## SOURCE DOCUMENT
These are the components that vary the most and possess different features. The rotor is sometimes known as the rotor assembly because it is a blend of the shaft and blades (also known as vanes) put together by welding and/or sometimes by casting. It is the rotating component of the valve. The two types of rotation systems in a valve are known as; load side rotation and return side rotation. The load side rotation system is the rotation of the blades and the pockets from the inlet to the outlet (considering one pocket, this rotation starts when the feed is supplied to the pocket via the inlet and ends when the feed gets discharged from the pocket). The return side rotation is simply the rotation of the vanes and the pockets from the outlet to the inlet (with respect to a single pocket, this rotation starts when the pocket gets emptied and ends when the feed refill starts at the inlet). Rotors have different numbers of vanes, 6, 8, 10 and so on. The greater the number of vanes the better the sealing ability and the lower the number of vanes the bigger its pocket capacity. For low pressure differential zones between the inlet and the outlet, the wider pockets provide great advantage like handling large sized bulk materials. The wider pocket will generally fill at a greater percentage for a specific rotating speed compared to the narrow pocket. In addition, slightly sticky materials tend to get released easily from such pockets. Free falling materials are impacted less by the number of vanes. The rotor design is dependent on the function that it is to perform, each rotor has its own special characteristic.
Open End Rotor
This is the most commonly used rotor, it is known as an open-end rotor because the pockets are open at each end. The material is contained on each end by the valve housing. The rotor blade has three tips, the two tips at each open end and one adjacent to the housing. Wear of this component (vane) occurs on the three tips when the material is in contact with them. Generally used in food, pharmaceutical, chemical, and pet food industries.
Closed End Rotor
Closed-end rotor is designed in such a way that the pockets are enclosed by plates (also known as a shroud) on both sides. This setup reduces the three tips to one thus reducing the wear surfaces to one (the housing bore surface). This type of rotor offers better sealing than the open-end rotors. Usually employed in plastic, chemical, and construction industries.
Adjustable Tips Rotor
This rotor is used to handle abrasive materials. The types of materials it handles may lead to premature wear of the tips. The tips can be replaced easily to keep tight clearance between the housing and the blades. Broadly used in construction industries.

## AVAILABLE DATA

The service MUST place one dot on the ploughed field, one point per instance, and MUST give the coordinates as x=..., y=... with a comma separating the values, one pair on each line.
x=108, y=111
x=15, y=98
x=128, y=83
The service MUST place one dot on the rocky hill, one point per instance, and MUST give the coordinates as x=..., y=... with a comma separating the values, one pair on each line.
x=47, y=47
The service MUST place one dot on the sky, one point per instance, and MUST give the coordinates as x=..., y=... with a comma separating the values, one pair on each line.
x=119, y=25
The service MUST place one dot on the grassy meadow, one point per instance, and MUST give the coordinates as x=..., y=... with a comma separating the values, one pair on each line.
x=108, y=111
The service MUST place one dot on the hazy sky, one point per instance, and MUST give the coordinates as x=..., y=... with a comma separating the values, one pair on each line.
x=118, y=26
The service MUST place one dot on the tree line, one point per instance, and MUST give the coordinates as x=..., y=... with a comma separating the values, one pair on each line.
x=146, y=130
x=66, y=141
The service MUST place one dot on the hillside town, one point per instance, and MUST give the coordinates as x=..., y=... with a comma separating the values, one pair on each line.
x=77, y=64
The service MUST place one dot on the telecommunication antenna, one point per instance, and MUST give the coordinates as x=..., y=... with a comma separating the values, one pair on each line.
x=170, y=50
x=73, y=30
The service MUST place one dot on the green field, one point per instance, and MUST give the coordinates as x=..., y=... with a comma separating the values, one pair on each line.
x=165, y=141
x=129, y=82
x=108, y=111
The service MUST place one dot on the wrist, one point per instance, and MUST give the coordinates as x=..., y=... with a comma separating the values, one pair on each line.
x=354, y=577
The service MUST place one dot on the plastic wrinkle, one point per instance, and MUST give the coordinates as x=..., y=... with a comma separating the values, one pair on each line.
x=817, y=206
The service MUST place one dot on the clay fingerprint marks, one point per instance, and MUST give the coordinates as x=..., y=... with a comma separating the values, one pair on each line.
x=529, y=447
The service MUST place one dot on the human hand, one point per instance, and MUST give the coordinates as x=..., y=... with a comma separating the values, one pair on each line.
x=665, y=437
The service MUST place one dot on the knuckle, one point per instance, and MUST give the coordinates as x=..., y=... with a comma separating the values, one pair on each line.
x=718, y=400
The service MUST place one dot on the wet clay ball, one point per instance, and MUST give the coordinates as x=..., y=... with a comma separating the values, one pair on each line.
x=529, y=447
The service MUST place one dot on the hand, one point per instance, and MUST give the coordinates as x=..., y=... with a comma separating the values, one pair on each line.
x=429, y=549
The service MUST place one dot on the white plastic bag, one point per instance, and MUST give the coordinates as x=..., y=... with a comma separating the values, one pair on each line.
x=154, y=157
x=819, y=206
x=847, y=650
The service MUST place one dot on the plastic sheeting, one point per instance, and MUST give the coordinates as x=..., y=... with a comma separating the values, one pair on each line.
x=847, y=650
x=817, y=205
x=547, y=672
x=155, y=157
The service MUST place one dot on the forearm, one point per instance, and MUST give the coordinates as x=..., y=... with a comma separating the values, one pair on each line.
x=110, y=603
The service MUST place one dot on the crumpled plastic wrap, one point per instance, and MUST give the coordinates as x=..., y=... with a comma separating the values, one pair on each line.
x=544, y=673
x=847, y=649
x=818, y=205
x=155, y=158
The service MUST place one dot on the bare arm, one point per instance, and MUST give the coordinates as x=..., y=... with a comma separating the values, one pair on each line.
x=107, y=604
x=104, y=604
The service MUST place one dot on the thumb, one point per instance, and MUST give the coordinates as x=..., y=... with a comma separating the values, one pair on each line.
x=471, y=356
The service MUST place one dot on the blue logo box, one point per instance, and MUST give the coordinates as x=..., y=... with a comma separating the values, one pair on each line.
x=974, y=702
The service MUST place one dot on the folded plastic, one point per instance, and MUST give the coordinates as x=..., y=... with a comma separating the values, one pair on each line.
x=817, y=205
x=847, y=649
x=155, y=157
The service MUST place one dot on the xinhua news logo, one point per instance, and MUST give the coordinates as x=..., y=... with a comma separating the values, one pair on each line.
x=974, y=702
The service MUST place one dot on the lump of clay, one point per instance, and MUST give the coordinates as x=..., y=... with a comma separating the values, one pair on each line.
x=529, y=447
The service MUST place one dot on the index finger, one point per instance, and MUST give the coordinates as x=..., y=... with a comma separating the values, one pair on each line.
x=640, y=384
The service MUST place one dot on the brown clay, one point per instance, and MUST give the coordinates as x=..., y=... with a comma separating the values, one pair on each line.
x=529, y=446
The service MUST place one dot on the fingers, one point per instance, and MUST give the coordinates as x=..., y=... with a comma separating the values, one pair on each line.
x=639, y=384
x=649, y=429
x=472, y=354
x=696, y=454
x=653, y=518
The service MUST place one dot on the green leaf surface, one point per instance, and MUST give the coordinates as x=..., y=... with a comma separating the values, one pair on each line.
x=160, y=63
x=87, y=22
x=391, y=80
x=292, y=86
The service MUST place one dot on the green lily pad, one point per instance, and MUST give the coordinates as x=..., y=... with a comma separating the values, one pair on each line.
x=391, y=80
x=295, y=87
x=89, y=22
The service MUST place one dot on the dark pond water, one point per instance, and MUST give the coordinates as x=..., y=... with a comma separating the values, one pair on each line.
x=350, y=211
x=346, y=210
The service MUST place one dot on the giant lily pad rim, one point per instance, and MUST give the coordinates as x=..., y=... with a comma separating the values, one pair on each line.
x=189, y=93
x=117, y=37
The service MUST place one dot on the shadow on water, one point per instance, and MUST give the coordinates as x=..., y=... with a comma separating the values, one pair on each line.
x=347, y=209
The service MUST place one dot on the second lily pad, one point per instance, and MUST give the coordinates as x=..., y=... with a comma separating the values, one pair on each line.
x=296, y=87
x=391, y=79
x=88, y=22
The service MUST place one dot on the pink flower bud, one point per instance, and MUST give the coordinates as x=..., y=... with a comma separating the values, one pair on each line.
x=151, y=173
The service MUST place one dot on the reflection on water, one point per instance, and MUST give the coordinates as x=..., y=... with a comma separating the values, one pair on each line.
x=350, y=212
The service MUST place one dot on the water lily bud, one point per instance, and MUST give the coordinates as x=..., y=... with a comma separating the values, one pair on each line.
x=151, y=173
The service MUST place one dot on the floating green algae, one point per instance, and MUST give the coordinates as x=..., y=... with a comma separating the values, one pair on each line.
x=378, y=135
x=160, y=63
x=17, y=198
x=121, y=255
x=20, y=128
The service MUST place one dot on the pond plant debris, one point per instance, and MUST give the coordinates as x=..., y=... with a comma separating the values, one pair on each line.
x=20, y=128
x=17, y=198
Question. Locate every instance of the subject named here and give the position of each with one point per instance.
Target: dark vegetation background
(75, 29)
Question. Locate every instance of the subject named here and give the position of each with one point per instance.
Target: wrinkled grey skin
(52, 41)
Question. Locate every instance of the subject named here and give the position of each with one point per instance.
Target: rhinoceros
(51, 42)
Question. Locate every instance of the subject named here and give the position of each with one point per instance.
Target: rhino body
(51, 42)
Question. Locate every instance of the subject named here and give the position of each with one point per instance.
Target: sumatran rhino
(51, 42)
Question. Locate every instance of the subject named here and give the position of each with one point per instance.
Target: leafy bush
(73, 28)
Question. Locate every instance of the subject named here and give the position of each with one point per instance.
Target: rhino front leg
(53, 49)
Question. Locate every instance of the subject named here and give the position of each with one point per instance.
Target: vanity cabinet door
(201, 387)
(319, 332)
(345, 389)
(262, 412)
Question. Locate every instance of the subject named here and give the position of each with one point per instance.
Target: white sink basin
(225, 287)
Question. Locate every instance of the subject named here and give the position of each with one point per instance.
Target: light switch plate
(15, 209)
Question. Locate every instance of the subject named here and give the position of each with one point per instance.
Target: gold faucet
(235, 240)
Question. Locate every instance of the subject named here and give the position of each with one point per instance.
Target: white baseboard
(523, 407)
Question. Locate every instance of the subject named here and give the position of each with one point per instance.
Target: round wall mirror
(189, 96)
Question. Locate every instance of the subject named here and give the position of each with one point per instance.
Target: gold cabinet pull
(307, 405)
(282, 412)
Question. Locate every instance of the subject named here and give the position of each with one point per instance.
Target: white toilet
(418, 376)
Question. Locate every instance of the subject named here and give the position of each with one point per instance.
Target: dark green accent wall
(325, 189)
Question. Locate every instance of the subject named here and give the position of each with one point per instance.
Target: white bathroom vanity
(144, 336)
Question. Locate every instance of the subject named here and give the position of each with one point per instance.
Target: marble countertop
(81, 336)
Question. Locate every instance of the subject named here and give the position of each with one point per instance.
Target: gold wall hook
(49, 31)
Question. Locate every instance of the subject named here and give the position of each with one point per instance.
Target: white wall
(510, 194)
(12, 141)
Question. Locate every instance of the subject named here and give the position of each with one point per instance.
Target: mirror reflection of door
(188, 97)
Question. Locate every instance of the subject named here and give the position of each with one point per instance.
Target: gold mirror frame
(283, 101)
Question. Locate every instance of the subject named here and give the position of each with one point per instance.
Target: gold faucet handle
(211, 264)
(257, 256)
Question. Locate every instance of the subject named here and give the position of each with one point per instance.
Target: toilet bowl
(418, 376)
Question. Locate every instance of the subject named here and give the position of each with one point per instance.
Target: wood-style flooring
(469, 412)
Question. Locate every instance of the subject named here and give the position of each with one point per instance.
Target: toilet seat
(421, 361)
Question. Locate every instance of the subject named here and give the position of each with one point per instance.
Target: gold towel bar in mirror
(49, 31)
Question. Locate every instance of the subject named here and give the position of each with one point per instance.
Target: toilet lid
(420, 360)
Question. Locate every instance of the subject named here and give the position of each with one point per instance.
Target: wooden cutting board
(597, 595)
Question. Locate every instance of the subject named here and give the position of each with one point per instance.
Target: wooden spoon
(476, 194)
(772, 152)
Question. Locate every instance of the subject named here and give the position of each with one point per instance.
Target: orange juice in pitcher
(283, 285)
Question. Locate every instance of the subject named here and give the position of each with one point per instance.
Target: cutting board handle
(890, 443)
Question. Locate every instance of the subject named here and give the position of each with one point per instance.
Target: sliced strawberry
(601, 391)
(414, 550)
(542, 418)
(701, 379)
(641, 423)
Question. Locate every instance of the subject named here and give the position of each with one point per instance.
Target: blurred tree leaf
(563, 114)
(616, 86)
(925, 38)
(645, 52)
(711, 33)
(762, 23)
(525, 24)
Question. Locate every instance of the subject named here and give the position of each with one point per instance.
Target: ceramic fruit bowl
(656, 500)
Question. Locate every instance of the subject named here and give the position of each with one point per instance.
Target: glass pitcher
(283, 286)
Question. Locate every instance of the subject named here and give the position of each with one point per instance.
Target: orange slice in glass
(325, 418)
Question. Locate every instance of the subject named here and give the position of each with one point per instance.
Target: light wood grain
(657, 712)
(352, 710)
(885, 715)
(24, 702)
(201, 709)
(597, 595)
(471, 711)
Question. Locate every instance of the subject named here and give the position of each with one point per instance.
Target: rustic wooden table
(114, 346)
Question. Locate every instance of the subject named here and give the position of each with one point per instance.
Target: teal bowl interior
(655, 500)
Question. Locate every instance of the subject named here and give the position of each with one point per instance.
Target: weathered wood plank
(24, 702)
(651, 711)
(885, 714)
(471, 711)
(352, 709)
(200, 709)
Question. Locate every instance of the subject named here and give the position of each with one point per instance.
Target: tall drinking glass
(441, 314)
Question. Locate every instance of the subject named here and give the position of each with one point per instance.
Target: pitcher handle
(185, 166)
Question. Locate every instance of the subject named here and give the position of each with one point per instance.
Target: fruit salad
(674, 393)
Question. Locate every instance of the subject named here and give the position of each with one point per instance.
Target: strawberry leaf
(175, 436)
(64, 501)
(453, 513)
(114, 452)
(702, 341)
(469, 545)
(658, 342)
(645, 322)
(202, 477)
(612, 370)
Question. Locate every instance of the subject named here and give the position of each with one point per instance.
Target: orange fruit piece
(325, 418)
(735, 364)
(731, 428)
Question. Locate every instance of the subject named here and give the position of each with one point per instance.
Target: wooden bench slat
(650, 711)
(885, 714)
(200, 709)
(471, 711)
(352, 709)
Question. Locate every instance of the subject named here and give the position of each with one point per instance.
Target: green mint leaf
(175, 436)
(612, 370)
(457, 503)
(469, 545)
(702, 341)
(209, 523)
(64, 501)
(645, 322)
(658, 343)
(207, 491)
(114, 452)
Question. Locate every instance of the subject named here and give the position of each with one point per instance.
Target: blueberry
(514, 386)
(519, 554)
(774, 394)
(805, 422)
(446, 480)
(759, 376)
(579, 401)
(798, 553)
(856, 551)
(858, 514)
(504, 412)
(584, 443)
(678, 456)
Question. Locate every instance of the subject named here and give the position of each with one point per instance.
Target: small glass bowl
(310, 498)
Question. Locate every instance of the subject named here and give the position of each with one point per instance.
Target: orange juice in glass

## WORK TASK A
According to the text on valve rotors, what encloses the pockets of a closed-end rotor?
## WORK TASK B
Write the next part of the text on valve rotors, starting after its last sentence.

## OUTPUT A
Plates, also known as a shroud, enclose the pockets on both sides.

## OUTPUT B
Adjustable Polyurethane Tips Rotor
Similar to the adjustable bladed rotor, the elastic polyurethane rotor has replaceable polyurethane tips. Flexible tip designs are used for large sized particles and moderate abrasive powders. Commonly used in plastic industries.
This is a small precision rotor for highly controlled flow. It is used to feed powdered and granular materials in small amounts by metering. It is mostly used in the food and pharmaceutical industries when handling expensive active ingredient.
Reduced Volume Rotor
This rotor is designed with filled rotor pockets. This rotor is used for feeder applications where the valve flanges need to match a set size of the inlet and outlet. The volumetric capacity of a rotary valve is decreased to match required throughput with a good degree of accuracy. This type of rotary valve rotor is good for handling free flowing and slightly cohesive products. It is commonly used in food, pharmaceutical, chemical and construction industries.
The scalloped rotor has U- Shaped pockets rather than the standard V- shaped pockets. This rotor type is optimal for sanitary or food grade valves. It has smooth pockets that help with the discharge of sticky materials, and it usually used in food and pharmaceutical industries.
Staggered Pocket Rotors
The pockets of this valve rotor are arranged in an alternating pattern such that the pockets do not directly align, hence, they form what we consider a stagger. It is recommended where more uniform flow is necessary. With regular rotors there are short breaks before the pockets refill through the system as the rotor moves on its axis. A staggered pocket rotor allows for a more continuous and smooth material movement into the system. This rotor type is usually used in construction, pharmaceutical, and plastic industries.